Extract to read:
*** Begin section ***

WASHINGTON -- Congressional negotiators have a tentative deal to pay for the U.S. Embassy in Iraq but could not resolve all their differences on a spending bill, delaying approval of $81 billion for Iraq and Afghanistan for at least a few weeks. As a result, President Bush probably will not get the measure until mid-May. The Senate planned to be on break next week, returning to work on May 9. Congressional aides say a tentative agreement would include $592 million for an embassy in Baghdad, the Iraqi capital. The final amount is below the $658 million that Secretary of State Condoleezza Rice had wanted for it.

*** End section ***

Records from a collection
*** Begin section ***

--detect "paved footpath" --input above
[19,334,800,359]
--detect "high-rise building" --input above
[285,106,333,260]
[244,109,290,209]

*** End section ***

Problem to solve:
Answer these questions from the news report on the Iraq spending bill above:
1. How much funding for Iraq and Afghanistan does the bill hold?
2. On what date was the Senate to return to work?
3. How much had Secretary of State Condoleezza Rice wanted for the embassy in Baghdad?

Output for this task:
1. $81 billion
2. May 9
3. $658 million